Extract:
However, for many entrepreneurs, working on a femtech start-up is still a personal journey, more than a commercial pursuit, even though it caters to nearly half of India’s population.


Fig. 4: Funding Deals in Femtech

Source: YourStory


Challenges Faced by Femtech Start-ups


In a market where fintech start-ups are garnering attention and funding, femtech start-ups are taking a backseat due to the male-dominated investor community which refuses to comprehend women's health issues. Many femtechs are starved of the money they require to operate. Today, the femtech industry accounts for 1.4% of capital invested in healthcare; however, only 4% of healthcare R&D funding is targeted at women's health.


Founder of Proactive For Her, a women-focused healthcare start-up, Achitha Jacob stated, “The stigma attached to women’s menstrual, sexual, as well as reproductive health issues coupled with a lack of access to non-judgemental support has prevented women from addressing their healthcare needs.”


Yet another concern is cybersecurity and the threat of data thefts. Apps are more susceptible to cyberattacks which can lead to disclosing users' private details. A significant issue that prevents femtech start-ups from scaling is the absence of public support and awareness, stemming from the taboo around women's health and hygiene, which still exists.


Data theft is also a major challenge that femtechs face. It is often suspected by users that period apps, which are available for free may trade their private data to generate revenue.


Harry Sehrawat, co-founder of Sanfe, a feminine hygiene and period care label, believes “the market is poised to grow at a healthy rate as the innovative technologies are targeting menstruation issues, pelvic health, fertility and birth control, sexual wellness, and general healthcare.”

Key Highlights

  • Femtech start-ups in the US have recorded to have received 12x more funding than their Indian counterparts in the past four years.

Extracted data:
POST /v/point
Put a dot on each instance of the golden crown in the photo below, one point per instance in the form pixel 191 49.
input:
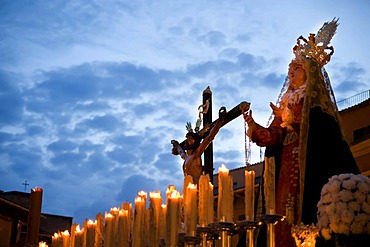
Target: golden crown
pixel 317 46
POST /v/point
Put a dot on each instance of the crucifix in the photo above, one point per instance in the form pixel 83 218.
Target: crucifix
pixel 25 185
pixel 209 131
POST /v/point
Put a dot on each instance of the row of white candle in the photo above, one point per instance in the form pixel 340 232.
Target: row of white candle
pixel 119 227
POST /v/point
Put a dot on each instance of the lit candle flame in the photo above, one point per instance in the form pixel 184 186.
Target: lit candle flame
pixel 155 194
pixel 192 186
pixel 65 233
pixel 142 194
pixel 123 212
pixel 78 229
pixel 109 215
pixel 91 222
pixel 139 199
pixel 175 194
pixel 223 168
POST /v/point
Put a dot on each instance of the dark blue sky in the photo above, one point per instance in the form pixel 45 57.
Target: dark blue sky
pixel 92 93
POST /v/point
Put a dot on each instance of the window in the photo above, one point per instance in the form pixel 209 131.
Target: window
pixel 361 134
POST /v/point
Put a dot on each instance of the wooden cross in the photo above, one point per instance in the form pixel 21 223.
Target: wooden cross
pixel 25 185
pixel 207 120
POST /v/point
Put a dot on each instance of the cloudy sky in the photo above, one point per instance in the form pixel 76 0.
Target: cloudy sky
pixel 92 92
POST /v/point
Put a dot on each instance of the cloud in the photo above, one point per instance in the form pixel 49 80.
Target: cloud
pixel 11 107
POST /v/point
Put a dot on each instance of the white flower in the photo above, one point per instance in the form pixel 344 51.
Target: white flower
pixel 349 184
pixel 344 206
pixel 325 232
pixel 345 195
pixel 347 216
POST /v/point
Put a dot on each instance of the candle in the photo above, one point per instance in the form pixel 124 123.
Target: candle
pixel 225 195
pixel 65 238
pixel 162 223
pixel 43 244
pixel 109 230
pixel 154 214
pixel 249 195
pixel 78 240
pixel 128 207
pixel 206 212
pixel 34 216
pixel 89 233
pixel 138 222
pixel 99 230
pixel 73 235
pixel 123 228
pixel 191 210
pixel 56 240
pixel 269 177
pixel 187 179
pixel 173 208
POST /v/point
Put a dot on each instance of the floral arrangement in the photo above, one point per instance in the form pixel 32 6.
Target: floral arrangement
pixel 344 206
pixel 305 235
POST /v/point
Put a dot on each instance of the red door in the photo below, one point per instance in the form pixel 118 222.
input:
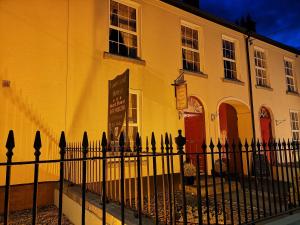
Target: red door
pixel 195 136
pixel 229 128
pixel 266 129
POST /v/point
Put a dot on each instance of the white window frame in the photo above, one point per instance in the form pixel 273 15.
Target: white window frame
pixel 136 6
pixel 130 123
pixel 196 28
pixel 264 82
pixel 293 87
pixel 297 121
pixel 225 38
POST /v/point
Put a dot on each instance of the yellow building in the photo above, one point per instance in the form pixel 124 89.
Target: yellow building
pixel 56 57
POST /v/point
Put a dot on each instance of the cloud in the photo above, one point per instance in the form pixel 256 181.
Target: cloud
pixel 276 19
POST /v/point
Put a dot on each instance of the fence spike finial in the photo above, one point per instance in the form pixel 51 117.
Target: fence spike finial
pixel 10 143
pixel 153 142
pixel 37 141
pixel 211 144
pixel 62 141
pixel 104 140
pixel 147 144
pixel 162 143
pixel 137 140
pixel 167 140
pixel 219 145
pixel 121 140
pixel 180 141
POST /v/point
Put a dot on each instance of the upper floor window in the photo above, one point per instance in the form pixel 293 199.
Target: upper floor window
pixel 123 35
pixel 190 49
pixel 229 59
pixel 289 74
pixel 260 68
pixel 295 125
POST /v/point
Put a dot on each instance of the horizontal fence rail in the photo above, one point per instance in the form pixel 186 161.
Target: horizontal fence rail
pixel 218 183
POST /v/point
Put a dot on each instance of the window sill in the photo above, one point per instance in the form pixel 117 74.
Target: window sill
pixel 233 81
pixel 192 73
pixel 264 87
pixel 295 93
pixel 108 55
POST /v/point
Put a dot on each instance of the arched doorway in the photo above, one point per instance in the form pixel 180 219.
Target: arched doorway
pixel 194 123
pixel 229 131
pixel 266 128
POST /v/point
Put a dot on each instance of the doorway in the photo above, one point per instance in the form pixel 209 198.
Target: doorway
pixel 266 128
pixel 229 131
pixel 194 123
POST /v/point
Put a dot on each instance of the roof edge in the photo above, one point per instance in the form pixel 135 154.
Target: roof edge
pixel 225 23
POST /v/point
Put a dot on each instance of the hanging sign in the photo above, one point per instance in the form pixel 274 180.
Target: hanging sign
pixel 118 98
pixel 181 96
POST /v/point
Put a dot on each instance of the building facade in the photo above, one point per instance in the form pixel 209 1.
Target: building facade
pixel 57 56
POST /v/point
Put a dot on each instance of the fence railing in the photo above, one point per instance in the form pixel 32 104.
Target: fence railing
pixel 239 184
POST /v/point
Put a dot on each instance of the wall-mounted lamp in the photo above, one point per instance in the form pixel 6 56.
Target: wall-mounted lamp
pixel 278 122
pixel 213 116
pixel 251 41
pixel 5 83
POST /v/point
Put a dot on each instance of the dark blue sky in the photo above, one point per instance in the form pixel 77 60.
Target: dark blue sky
pixel 276 19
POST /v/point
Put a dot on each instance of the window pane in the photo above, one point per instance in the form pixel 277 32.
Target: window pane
pixel 123 18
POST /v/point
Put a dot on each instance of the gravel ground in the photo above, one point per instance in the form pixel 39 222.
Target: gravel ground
pixel 192 209
pixel 46 216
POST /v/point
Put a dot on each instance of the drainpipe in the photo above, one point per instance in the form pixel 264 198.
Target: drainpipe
pixel 250 86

Instructions:
[1] Write out the passage of the femtech text from "Founder of Proactive" up to and including "which still exists.".
[2] For each statement, say whether it agrees with the femtech text, answering yes or no and quoting the words that decide it. (a) The femtech industry accounts for 1.4% of capital invested in healthcare. (b) Achitha Jacob is a co-founder of Sanfe. (c) Femtech start-ups in the US have received 12 times more funding than Indian ones over the past four years.
[3] Condense the paragraph of the femtech text beginning "Yet another concern is cybersecurity" into a short list that keeps its main facts.
Rely only on the femtech text for your answers.

Exercise results:
[1]
Founder of Proactive For Her, a women-focused healthcare start-up, Achitha Jacob stated, “The stigma attached to women’s menstrual, sexual, as well as reproductive health issues coupled with a lack of access to non-judgemental support has prevented women from addressing their healthcare needs.”


Yet another concern is cybersecurity and the threat of data thefts. Apps are more susceptible to cyberattacks which can lead to disclosing users' private details. A significant issue that prevents femtech start-ups from scaling is the absence of public support and awareness, stemming from the taboo around women's health and hygiene, which still exists.

[2]
(a) Yes: "Today, the femtech industry accounts for 1.4% of capital invested in healthcare"
(b) No: "Harry Sehrawat, co-founder of Sanfe"
(c) Yes: "Femtech start-ups in the US have recorded to have received 12x more funding than their Indian counterparts in the past four years."

[3]
- Cybersecurity and data theft are a concern.
- Apps are more vulnerable to cyberattacks, which can expose users' private details.
- A lack of public support and awareness keeps femtech start-ups from scaling.
- This lack stems from the persisting taboo around women's health and hygiene.